Given request:
Please copy all the lines that follow, word for word.

[start]

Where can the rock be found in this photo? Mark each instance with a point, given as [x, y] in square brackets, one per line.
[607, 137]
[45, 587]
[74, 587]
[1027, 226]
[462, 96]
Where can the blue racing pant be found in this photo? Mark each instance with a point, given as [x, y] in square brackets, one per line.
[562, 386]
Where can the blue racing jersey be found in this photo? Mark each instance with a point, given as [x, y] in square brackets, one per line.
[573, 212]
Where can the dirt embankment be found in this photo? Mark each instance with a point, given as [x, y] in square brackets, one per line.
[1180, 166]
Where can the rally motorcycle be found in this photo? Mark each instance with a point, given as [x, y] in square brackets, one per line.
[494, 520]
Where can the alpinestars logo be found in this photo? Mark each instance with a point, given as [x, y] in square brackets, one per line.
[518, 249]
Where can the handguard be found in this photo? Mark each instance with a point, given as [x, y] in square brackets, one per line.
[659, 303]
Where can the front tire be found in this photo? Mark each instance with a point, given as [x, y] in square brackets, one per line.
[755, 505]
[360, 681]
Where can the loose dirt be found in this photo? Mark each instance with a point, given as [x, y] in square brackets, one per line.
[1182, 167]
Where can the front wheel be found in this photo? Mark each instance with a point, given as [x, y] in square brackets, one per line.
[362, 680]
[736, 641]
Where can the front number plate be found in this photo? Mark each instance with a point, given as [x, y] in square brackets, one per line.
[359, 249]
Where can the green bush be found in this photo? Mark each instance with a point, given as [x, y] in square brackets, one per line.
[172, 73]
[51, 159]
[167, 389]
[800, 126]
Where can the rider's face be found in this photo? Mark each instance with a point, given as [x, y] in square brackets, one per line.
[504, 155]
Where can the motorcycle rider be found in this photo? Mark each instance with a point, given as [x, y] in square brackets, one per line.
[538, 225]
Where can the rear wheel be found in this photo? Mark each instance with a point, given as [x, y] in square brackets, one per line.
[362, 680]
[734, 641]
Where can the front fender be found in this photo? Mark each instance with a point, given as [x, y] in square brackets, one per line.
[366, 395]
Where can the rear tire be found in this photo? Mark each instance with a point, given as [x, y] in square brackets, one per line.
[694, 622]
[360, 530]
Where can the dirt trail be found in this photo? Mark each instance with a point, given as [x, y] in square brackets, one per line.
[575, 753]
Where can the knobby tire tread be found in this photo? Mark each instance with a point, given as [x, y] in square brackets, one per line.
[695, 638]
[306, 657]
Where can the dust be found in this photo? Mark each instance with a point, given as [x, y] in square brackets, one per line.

[end]

The output:
Where can the rock be found in this photo? Mark each instance with a point, given as [x, y] in square brackets, one per line.
[607, 137]
[45, 587]
[74, 587]
[1027, 226]
[462, 96]
Where can the blue racing pant be found in this photo? Mark each instance with a point, given as [x, y] in square brackets, one per line.
[562, 386]
Where can the blue racing jersey be found in this photo? Mark each instance with a point, given as [x, y] in square brackets, one per line.
[573, 212]
Where can the dirt embankment be found in this photo? Mark each instance with a point, given as [x, y] in square brackets, one per line.
[1180, 166]
Where can the rally motorcycle be found in this photo? Mark each instance with a point, given as [x, y] in square brackets, one per line.
[494, 520]
Where can the alpinestars logo be found in this photo? Mark each instance with a point, given as [x, y] in square brackets, one per line.
[518, 249]
Where can the handguard be found in this photo? Mark each instance with a point, given as [x, y] in square brackets, one per line.
[659, 303]
Where can the front tire be found in this photo? Mark each instance with a point, given as [x, y] in square brackets, one per line.
[755, 505]
[360, 681]
Where can the loose dirt be found in this photo? Mark each instance with a point, given as [x, y] in square brackets, one per line.
[1182, 167]
Where can the front wheel be found in this photo? Mark each instance with a point, given as [x, y] in square brackets, one per line.
[362, 680]
[736, 641]
Where can the front number plate be found in this photo? Mark each instance with a point, given as [x, y] in square brackets, one per line.
[359, 249]
Where can the green bush be found in this photo? Mark each instance with a point, given as [x, y] in square brackets, one per line.
[172, 73]
[51, 159]
[167, 389]
[800, 126]
Where can the rider's face be found in this photo? Mark each instance with a point, given as [x, y] in square brackets, one per line.
[504, 155]
Where can the motorcycle rider be found in this photo? Mark each instance with a point, given as [x, y] in square brackets, one per line.
[538, 225]
Where can the rear wheel be found in this photo? Mark each instance with a point, given as [x, y] in square brackets, one per line.
[362, 680]
[734, 641]
Where can the front fender be found in this photo? Mark each instance with a point, given as [x, y] in square brackets, one per line.
[366, 395]
Where can the rear tire be found in this photo? Mark each instance with a point, given as [x, y] in square brackets, one per line.
[694, 622]
[360, 530]
Where can the dirt trail be found in this photo? Mark each instance with a point, given as [x, y] in square brackets, one per line.
[575, 753]
Where can the knobby tire tread be found in this photo? Mark each instance with a point, given as [x, y] in square brackets, one per line.
[695, 638]
[306, 657]
Where can the dust be found in this photo? Mark each instance with a point, given as [x, y] in square brackets, one per line.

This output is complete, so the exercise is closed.